§ TEXT BLOCK
○ ○ ○ ○ ○ ○ ○

The authors point to writers who say that financialization increases the likelihood of economic bubbles and underlying stagnation but disagree with them for saying that financialization is an avoidable, reformable problem within capitalism. In fact, they write, financialization is the most sensible, rational course for a mature capitalist economy that has produced all the wealth that it is going to under present political-economic conditions:
Yet, the idea of the “crowding out” of investment by financial speculation makes little sense, in our view, when placed in the present context of an economy characterized by rising excess capacity and vanishing net investment opportunities. There are just so many profitable outlets for capital in the real economy of goods and services. A very narrow limit exists with regard to the number of profit-generating opportunities associated with the creation of new or expanded automobile or appliance manufacturers, hair salons, fast food outlets, and so on. Under these circumstances of a capital accumulation process that lacks profitable outlets and constantly stalls, the amassing of more and more debt (and the inflation of asset prices that this produces) is a powerful lever, as we have seen, in stimulating growth. Conversely any slowdown in the ballooning of debt threatens that growth. This is not to say that debt should be regarded as a cure-all. To the contrary, for the weak underlying economy of today no amount of debt stimulus is enough. It is in the nature of today’s monopoly-finance capital that it “tends to become addicted to debt: more and more is needed just to keep the engine going.”32
Still, as important as financialization has become in the contemporary economy, this should not blind us to the fact that the real problem lies elsewhere: in the whole system of class exploitation rooted in production. In this sense financialization is merely a way of compensating for the underlying disease affecting capital accumulation itself. As Marx wrote in Capital, “The superficiality of political economy shows itself in the fact that it views the expansion and contraction of credit as the cause of the periodic alterations of the industrial cycle, while it is a mere symptom of them.” Despite the vast expansion of credit-debt in the capitalism of today, it remains true that the real barrier to capital is capital itself: manifested in the tendency toward overaccumulation of capital.
So, we don't need to reform capitalism. We need to replace it.

○ ○ ○ ○ ○ ○ ○

§ DATA LISTING
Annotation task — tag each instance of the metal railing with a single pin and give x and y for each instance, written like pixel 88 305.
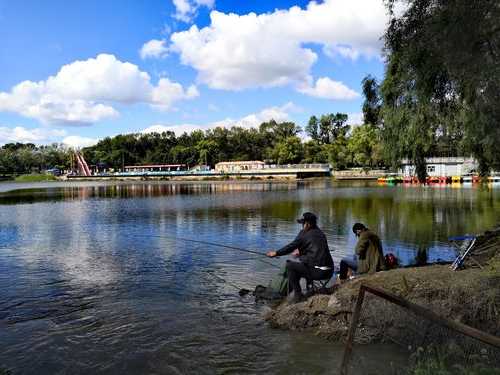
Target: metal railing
pixel 418 311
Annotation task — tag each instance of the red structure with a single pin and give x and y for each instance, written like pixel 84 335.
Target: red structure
pixel 83 168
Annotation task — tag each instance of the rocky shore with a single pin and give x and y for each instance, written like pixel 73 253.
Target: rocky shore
pixel 470 296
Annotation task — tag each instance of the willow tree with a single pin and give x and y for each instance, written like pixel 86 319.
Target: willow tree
pixel 442 77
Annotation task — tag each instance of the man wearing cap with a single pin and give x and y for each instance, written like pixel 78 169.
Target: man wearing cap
pixel 315 261
pixel 369 253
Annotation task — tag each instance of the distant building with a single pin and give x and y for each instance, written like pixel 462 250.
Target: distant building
pixel 238 166
pixel 155 168
pixel 441 167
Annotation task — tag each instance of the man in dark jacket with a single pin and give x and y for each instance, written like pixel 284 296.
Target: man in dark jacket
pixel 315 260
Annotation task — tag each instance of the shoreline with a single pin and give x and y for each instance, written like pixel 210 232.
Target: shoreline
pixel 435 287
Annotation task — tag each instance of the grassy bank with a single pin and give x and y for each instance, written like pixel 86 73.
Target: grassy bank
pixel 35 177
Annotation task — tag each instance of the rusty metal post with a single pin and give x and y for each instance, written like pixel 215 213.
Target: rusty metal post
pixel 352 331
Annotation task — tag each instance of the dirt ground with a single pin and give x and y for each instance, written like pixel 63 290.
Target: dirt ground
pixel 470 296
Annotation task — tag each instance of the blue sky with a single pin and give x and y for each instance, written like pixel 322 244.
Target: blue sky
pixel 75 72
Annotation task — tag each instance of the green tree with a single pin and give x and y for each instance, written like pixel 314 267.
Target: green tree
pixel 372 102
pixel 312 128
pixel 443 77
pixel 288 151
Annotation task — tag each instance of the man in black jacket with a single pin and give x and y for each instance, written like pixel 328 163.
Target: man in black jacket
pixel 311 247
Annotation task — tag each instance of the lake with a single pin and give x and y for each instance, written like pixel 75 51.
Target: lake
pixel 99 278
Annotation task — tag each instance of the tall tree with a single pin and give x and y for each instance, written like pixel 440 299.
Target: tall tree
pixel 443 73
pixel 372 102
pixel 312 128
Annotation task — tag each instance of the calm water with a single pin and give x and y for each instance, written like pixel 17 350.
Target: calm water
pixel 94 277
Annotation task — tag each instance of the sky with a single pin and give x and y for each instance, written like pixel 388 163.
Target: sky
pixel 76 72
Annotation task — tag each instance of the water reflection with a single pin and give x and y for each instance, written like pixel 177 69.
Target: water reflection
pixel 91 283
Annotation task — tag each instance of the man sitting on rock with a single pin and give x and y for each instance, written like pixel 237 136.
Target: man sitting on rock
pixel 315 261
pixel 369 253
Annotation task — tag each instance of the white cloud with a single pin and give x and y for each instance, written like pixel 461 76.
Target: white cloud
pixel 25 135
pixel 154 49
pixel 355 118
pixel 82 92
pixel 279 114
pixel 237 52
pixel 76 141
pixel 185 10
pixel 327 88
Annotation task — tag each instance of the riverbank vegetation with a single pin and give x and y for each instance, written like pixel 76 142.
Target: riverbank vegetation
pixel 470 296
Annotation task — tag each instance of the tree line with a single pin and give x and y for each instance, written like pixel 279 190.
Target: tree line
pixel 331 141
pixel 23 158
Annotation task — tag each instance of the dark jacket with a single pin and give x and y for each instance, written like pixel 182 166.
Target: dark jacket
pixel 370 253
pixel 313 248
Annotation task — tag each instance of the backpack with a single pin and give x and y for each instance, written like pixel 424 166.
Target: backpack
pixel 390 261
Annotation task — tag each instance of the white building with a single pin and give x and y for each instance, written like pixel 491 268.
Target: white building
pixel 441 167
pixel 238 166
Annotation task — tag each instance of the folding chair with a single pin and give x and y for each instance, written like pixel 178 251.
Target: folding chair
pixel 464 245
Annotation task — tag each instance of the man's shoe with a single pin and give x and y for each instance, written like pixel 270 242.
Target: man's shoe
pixel 295 298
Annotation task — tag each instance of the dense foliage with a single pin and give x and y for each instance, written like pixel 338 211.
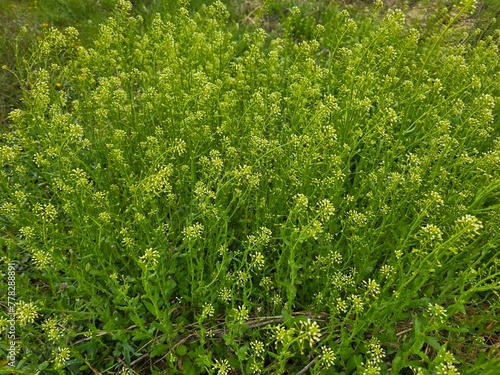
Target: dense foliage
pixel 184 197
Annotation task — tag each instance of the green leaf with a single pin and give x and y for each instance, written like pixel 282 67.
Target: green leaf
pixel 181 350
pixel 433 342
pixel 159 350
pixel 286 315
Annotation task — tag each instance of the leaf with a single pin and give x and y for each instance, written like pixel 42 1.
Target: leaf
pixel 159 350
pixel 181 350
pixel 433 342
pixel 152 308
pixel 285 315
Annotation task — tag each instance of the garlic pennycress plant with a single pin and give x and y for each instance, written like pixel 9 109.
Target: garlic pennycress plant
pixel 184 197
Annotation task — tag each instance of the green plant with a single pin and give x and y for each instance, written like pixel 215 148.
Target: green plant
pixel 193 202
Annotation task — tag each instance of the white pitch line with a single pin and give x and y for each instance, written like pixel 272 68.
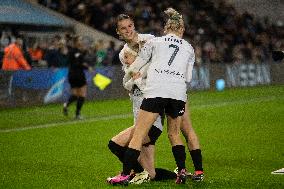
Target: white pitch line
pixel 49 125
pixel 124 116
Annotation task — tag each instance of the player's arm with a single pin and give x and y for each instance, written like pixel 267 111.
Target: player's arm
pixel 190 64
pixel 143 57
pixel 127 81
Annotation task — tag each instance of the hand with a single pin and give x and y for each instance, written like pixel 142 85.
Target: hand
pixel 136 75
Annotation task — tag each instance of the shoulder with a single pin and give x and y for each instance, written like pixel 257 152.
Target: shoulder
pixel 187 46
pixel 143 37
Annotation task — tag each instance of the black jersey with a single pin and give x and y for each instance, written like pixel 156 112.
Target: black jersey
pixel 76 74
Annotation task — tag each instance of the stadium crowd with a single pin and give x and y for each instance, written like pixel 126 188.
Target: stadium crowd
pixel 218 32
pixel 53 52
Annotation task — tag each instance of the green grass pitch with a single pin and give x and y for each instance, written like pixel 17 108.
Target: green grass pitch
pixel 241 132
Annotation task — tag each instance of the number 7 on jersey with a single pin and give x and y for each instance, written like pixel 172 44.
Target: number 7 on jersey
pixel 174 53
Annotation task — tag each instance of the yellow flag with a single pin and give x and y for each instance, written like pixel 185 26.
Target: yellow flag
pixel 101 81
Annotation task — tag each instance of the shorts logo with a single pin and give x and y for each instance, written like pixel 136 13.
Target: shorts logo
pixel 181 112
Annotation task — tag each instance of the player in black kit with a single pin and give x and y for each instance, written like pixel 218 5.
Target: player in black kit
pixel 76 76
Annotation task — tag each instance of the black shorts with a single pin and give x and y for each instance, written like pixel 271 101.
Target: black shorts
pixel 153 134
pixel 77 80
pixel 171 107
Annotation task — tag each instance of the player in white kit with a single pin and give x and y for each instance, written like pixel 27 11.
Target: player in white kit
pixel 171 61
pixel 118 144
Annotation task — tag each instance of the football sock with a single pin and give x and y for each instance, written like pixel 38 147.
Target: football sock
pixel 80 102
pixel 196 159
pixel 163 174
pixel 117 150
pixel 71 99
pixel 179 155
pixel 130 160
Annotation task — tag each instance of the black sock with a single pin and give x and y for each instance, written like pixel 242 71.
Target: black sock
pixel 163 174
pixel 117 150
pixel 130 160
pixel 179 154
pixel 80 103
pixel 196 159
pixel 71 99
pixel 137 167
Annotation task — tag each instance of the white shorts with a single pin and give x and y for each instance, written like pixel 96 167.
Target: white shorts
pixel 136 103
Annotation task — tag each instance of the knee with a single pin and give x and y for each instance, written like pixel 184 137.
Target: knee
pixel 112 146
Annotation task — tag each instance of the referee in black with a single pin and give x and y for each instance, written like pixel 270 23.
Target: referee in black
pixel 76 76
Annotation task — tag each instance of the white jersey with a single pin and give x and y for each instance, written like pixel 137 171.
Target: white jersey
pixel 136 95
pixel 171 63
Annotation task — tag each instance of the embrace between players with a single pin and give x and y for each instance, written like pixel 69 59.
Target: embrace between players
pixel 156 72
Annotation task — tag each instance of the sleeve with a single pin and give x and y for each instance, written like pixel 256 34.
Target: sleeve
pixel 190 64
pixel 120 55
pixel 144 55
pixel 127 80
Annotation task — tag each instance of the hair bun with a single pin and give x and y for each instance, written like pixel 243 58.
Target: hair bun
pixel 173 14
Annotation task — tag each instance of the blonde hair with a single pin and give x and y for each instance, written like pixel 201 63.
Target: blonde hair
pixel 175 21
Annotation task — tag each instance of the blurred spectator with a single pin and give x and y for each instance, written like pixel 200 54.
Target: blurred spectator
pixel 56 55
pixel 100 53
pixel 36 54
pixel 14 57
pixel 222 33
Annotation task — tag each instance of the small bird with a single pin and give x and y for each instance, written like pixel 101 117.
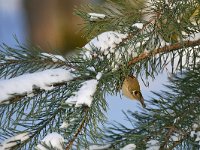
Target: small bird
pixel 131 89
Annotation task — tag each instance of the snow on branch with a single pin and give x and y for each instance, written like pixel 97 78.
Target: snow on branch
pixel 165 49
pixel 26 84
pixel 84 96
pixel 104 43
pixel 52 140
pixel 14 141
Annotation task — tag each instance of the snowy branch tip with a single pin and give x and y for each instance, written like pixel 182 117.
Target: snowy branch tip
pixel 26 83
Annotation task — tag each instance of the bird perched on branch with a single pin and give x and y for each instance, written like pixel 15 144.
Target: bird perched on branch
pixel 131 89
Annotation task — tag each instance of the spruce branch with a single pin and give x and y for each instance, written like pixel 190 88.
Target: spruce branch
pixel 80 128
pixel 165 49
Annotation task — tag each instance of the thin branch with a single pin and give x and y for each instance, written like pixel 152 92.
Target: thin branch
pixel 170 132
pixel 164 49
pixel 69 145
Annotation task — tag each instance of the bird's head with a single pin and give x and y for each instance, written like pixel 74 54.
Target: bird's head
pixel 138 96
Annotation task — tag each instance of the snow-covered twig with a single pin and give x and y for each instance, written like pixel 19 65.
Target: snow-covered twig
pixel 165 49
pixel 25 85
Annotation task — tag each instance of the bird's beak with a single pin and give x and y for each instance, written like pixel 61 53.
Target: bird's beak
pixel 142 102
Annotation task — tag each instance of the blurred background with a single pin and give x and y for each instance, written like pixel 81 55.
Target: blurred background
pixel 51 25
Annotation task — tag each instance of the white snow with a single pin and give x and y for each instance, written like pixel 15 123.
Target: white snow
pixel 10 58
pixel 54 58
pixel 195 126
pixel 54 140
pixel 129 147
pixel 25 84
pixel 99 75
pixel 96 16
pixel 105 44
pixel 64 125
pixel 176 137
pixel 84 96
pixel 153 145
pixel 99 147
pixel 192 133
pixel 15 140
pixel 106 41
pixel 138 25
pixel 198 136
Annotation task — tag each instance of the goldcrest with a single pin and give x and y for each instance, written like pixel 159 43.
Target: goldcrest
pixel 131 89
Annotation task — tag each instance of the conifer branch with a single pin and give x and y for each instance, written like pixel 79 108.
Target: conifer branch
pixel 69 145
pixel 164 49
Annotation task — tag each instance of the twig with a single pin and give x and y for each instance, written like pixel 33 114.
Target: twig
pixel 17 97
pixel 171 130
pixel 164 49
pixel 69 145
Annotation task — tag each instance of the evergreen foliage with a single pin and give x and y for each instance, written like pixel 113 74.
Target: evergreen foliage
pixel 166 38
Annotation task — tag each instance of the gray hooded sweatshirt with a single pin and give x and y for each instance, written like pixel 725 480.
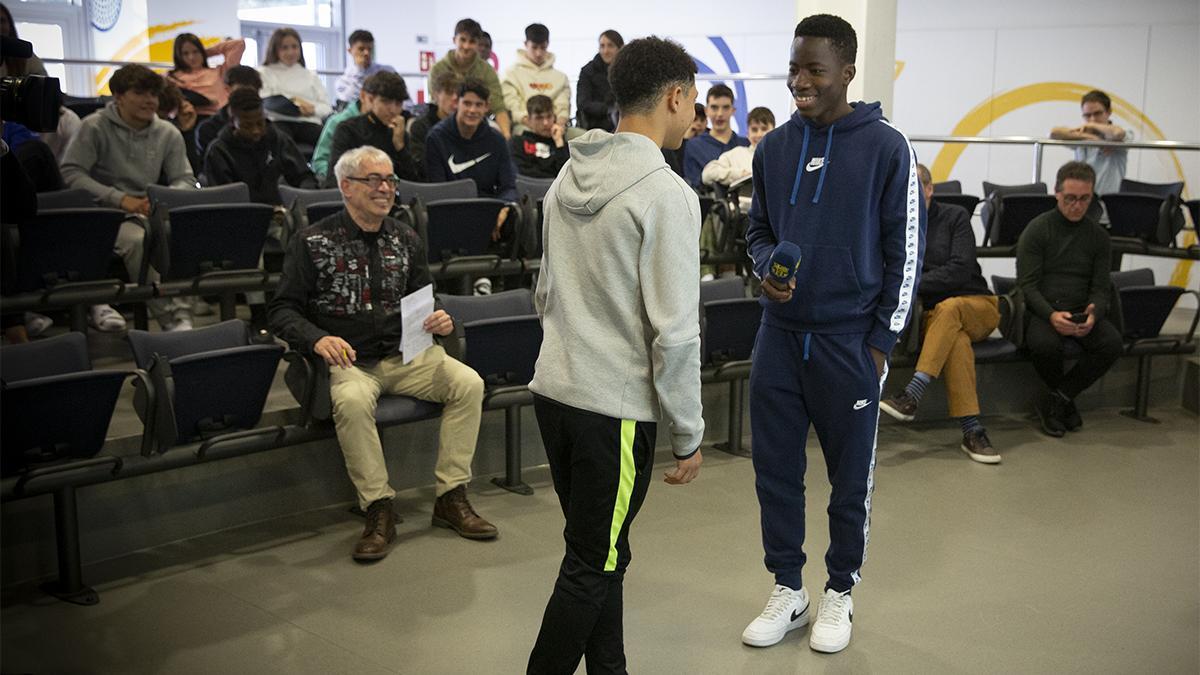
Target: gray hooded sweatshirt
pixel 618 296
pixel 111 159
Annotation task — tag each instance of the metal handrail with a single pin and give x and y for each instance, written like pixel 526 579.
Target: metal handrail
pixel 1041 143
pixel 743 77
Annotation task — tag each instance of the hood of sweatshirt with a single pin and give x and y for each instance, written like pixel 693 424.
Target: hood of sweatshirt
pixel 605 165
pixel 862 115
pixel 525 63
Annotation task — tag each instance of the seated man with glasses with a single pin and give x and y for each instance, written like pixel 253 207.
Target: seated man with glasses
pixel 339 298
pixel 1062 269
pixel 540 151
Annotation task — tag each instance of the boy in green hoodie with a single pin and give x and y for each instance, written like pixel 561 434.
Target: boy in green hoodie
pixel 465 61
pixel 619 220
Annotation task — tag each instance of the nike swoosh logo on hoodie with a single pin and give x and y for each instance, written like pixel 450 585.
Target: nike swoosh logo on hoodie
pixel 461 167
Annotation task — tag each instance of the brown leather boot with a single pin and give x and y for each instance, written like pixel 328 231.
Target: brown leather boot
pixel 379 532
pixel 454 512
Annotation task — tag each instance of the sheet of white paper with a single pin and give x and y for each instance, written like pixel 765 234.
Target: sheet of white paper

○ ○ ○ ○ ○ ○ ○

§ ASSIGNMENT
In one to three sentences, explain why the authors of the text on financialization reject the idea that financial speculation causes the "crowding out" of investment.

§ EXERCISE SOLUTION
The present economy has rising excess capacity and vanishing net investment opportunities. There are only so many profitable outlets for capital in the real economy of goods and services. With capital accumulation lacking profitable outlets and constantly stalling, piling up debt and the asset-price inflation it produces act as a powerful lever for stimulating growth.